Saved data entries
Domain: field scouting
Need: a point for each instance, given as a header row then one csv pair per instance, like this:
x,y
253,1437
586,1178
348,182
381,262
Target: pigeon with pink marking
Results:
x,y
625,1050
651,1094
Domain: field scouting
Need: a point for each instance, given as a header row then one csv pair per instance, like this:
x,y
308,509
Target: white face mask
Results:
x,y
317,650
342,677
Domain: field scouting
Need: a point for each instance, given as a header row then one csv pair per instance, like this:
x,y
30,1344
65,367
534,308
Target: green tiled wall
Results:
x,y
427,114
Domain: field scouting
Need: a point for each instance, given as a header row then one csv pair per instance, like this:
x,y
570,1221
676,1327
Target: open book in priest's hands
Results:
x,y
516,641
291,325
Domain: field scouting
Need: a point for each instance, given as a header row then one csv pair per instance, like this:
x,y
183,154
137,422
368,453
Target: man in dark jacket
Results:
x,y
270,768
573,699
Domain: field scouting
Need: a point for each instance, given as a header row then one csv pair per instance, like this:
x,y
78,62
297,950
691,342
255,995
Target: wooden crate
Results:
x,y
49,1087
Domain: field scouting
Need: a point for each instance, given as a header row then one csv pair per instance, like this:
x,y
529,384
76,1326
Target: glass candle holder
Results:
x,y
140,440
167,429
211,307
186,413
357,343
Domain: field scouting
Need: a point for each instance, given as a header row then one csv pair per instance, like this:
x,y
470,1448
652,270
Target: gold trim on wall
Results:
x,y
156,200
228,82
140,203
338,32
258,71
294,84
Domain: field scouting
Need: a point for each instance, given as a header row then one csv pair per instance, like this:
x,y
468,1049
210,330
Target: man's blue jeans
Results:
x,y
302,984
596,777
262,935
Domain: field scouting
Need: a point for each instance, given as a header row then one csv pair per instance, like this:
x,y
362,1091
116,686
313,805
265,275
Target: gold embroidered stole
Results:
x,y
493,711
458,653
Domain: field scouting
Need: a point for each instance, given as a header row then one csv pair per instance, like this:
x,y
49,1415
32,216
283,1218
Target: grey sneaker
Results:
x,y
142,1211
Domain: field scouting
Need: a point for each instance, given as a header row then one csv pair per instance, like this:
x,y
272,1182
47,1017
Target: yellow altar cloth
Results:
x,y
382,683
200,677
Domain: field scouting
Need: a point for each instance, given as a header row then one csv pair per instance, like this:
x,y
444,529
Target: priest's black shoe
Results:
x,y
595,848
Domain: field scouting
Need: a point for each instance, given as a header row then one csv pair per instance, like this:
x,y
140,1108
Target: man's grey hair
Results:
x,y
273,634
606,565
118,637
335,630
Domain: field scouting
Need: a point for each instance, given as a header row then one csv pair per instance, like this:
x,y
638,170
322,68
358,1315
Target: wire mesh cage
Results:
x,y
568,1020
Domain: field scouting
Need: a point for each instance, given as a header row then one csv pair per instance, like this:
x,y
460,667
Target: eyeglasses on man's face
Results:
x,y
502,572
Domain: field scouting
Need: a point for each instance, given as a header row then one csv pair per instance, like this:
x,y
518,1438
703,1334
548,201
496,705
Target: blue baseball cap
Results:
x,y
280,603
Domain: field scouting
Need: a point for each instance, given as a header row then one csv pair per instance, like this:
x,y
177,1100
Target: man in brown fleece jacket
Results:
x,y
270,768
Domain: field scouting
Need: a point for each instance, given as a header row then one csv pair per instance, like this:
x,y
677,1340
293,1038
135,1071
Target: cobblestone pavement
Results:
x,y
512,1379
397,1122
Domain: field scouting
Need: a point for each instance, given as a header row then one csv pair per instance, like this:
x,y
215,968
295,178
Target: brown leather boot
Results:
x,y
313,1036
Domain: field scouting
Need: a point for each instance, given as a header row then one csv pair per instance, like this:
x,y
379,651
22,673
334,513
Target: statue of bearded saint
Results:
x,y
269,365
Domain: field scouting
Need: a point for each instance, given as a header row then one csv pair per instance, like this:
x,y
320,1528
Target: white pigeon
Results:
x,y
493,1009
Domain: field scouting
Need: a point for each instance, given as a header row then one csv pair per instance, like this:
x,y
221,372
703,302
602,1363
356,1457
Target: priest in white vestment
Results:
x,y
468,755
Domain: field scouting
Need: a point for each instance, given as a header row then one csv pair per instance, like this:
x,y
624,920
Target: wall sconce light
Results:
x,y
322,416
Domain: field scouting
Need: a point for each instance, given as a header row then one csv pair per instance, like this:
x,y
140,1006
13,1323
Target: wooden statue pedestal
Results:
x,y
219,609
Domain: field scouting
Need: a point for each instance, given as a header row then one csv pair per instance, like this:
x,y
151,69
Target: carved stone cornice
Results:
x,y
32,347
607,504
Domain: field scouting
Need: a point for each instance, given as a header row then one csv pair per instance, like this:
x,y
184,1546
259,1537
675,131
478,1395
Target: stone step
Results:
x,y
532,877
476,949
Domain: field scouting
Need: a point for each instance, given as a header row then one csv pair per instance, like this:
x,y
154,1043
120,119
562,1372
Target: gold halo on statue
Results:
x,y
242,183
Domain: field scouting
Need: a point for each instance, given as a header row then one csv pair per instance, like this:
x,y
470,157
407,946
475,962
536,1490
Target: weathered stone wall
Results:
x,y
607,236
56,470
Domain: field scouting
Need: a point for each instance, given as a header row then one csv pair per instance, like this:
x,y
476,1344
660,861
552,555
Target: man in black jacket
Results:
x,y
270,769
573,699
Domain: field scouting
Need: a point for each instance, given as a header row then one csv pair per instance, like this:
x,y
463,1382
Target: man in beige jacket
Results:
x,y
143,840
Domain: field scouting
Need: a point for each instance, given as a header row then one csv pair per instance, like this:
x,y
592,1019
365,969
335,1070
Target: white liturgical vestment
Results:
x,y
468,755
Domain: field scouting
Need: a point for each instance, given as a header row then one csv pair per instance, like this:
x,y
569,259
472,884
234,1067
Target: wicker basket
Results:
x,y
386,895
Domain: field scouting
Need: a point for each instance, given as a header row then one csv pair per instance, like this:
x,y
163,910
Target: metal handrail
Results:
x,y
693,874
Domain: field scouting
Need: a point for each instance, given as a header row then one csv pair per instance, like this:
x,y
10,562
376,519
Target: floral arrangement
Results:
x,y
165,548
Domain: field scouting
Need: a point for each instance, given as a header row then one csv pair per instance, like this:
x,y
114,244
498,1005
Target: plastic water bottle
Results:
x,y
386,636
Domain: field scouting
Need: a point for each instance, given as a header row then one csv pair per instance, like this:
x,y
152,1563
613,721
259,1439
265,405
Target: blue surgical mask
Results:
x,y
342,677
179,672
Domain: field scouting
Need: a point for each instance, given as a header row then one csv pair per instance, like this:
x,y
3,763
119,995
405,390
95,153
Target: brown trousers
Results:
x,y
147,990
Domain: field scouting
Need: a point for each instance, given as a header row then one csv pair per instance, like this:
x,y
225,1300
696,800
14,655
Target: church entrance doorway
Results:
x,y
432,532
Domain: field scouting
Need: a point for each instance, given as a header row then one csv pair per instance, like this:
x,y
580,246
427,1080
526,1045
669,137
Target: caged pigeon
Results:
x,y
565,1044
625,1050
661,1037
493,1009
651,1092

# Exercise prompt:
For this exercise, find all lines in the records containing the word "grey" and copy them.

# Answer box:
Target: grey sneaker
Target: man's grey hair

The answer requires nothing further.